**Source passage:**
++++

Commercial Casino is Haunted
And it is not just because it is one of the oldest licensed casinos in Nevada. The building stood since 1869 as the Humboldt Lodging House, but when gambling became legal in 1941, it changed its name to Commercial. The frightening stories about the place being hunted are probably because the 8,441 square foot casino hosted some of the most gruesome scenes, from mistresses shot by jealous wives to Wild West gunslingers going wild. Casino staff and patrons commonly encounter hair-raising instances like hearing screams and gunshots, doors opening, and lights turning on.
The 10-foot Stuffed Polar Bear of Commercial Casino
More than the ghost stories that supposedly haunt the Commercial Casino, it often caught the attention and frightened stares of many because of the giant polar bear display at the entrance. They dubbed the stuffed animal White King and it had been there since the 1950s, in the same spot, holding the same position. If that did not come as scary, we do not know what does.
The Only Woman Ever Executed in Nevada Was Hung in Elko
Elizabeth Potts and his husband, Josiah were found guilty as charged for the murder and mutilation of Miles Faucett, a carpenter who was also Elizabeth’s second husband. They were convicted and sentenced to the death penalty in 1889 and were hanged simultaneously on June 20, 1890 in Elko. She was the only woman ever executed in the state since a 1901 ruling ended the practice altogether.
The Popular People of Elko
With its humble neighborhoods, Elko did not attract many A-listers to buy a property, but it does have its fair share of popular residents. There’s radio host Dave Pratt, known as the Morning Mayor, who started his career at 16 on local radio station KELK. Major League Baseball pitcher Cy Sneed was also born and raised in the city. Another sports great, National Football League’s placekicker Dirk Borgognone, who holds the record for the longest field goal in high school football at 68 yards, was also born in Elko, but now resides in Reno.
Elko is a Goldmine, Literally
One of the earliest industries in Elko is mining, having several area mining camps within the territory. In 1868, the city was founded as a gold town. Nevada contributes more gold to American production than other states, and much of it is harbored in the city. Although Elko’s ranching and tourism industries flourished in later years, its golden past could not be erased from the history books.

++++

[Excerpts from point annotation data]
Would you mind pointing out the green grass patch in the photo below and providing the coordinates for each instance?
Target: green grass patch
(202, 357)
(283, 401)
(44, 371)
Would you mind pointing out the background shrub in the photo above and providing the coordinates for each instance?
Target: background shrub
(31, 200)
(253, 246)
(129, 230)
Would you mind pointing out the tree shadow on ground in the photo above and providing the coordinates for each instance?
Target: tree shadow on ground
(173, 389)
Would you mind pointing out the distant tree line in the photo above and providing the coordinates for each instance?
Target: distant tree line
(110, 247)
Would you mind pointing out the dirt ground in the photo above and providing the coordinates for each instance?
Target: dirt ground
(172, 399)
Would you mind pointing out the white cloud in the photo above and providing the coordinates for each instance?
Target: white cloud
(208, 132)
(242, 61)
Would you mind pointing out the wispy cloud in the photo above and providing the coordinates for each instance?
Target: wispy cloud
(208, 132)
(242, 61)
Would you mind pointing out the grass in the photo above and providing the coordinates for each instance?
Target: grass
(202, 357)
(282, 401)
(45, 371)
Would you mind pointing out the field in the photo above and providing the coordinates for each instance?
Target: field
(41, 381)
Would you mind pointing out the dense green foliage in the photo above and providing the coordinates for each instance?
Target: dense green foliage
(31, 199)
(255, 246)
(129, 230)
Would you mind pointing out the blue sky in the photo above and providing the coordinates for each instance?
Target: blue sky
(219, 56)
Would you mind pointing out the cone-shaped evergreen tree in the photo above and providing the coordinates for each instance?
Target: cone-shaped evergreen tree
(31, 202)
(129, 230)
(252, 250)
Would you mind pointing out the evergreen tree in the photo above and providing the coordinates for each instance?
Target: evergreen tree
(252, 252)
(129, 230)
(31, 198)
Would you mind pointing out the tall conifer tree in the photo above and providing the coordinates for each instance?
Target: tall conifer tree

++++

**Work to do:**
[a] In the Elko passage, what name was given to the stuffed polar bear at the entrance of the Commercial Casino?
[b] Extend the Elko passage, picking up after its last sentence.
These entries have no connection to the Elko passage.

**Final results:**
[a] White King

[b]
The First Mail Transport By Air Landed on Elko
It was 1925 when the US Postal Service started transporting mail by air, as authorized by the Kelly Act or the Air Mail Act of 1925. Did you know where the first commercial airmail flight landed? Yes, it was at the Elko Regional Airport. The Airmail Route #5 traveled 487 miles from Pasco, Washington on April 6, 1926. It had a stopover in Boise, Idaho, to load up on more mails.
One of the Last True Western Towns
Elko’s beautiful western past of miners and livestock raisers, buckaroos, and Shoshone Indians is still visible in the modern era. You can feel the cowboy spirit as you roam around the streets, stopping by for food, checking out museums, and attending festivals. Elko celebrates the National Cowboy Poetry Gathering, the Elko Band Powwow, and the National Basque Festival annually.
The National Cowboy Poetry Gathering
There may be cowboy-related festivals held around town but the National Cowboy Poetry Gathering, held every January, proves to be the best in the pack. It is an annual gathering when cowboys from all over the United States flock to celebrate the rural west and its colorful cowboy lifestyle over the last four decades. But this event is not just about poetry or cowboys. It is way more than that. There are lots of singing, visual arts, new media, and videos as much as there is a lyrical blend of the Wild West.
The National Basque Festival and Almost Six Decades of Tradition
Since 1964, Elko has been celebrating its Basque heritage with merriment. In the beginning, it was just a one-day affair, when the Elko Euzkaldunak Club gather the existing Basque clubs in the region for an organized picnic with lots of singing and dancing. It had been the regular destination since then but instead of a one-day affair, it became a weekend spectacle scheduled around the 4th of July. It usually includes running of the bulls, strongman competitions, and traditional Basque food and wine.
Small Yet Vibrant, Small But Fun
Elko may be a small city compared to the likes of Jacksonville, Houston, and Oklahoma City but it has its set of allures that constantly drove people along. It may be small but it is not small enough that you have barely anything to do. On the contrary, it is adorned with beautiful tourist spots, representing the vibrant city vibes. Many experiences also await adventure-savvy individuals, thanks to its fair share of museums, hot springs, camping areas, and whatnots.
The Cultural Center of Northeastern Nevada
One of Elko’s highlights is hosting the Western Folklife Center, a regional cultural center run by a nonprofit organization. Located downtown in the old Pioneer Hotel, it features displays and events that help expand the people’s knowledge about the Western folkways. Get to know more about life in the American West through its 300-seat theater, an exhibition gallery, a historic saloon, a 20-seat black box theater, and gift shop. The Western Folklife Center is most popular for introducing the first National Cowboy Poetry Gathering in 1985, which became its signature event.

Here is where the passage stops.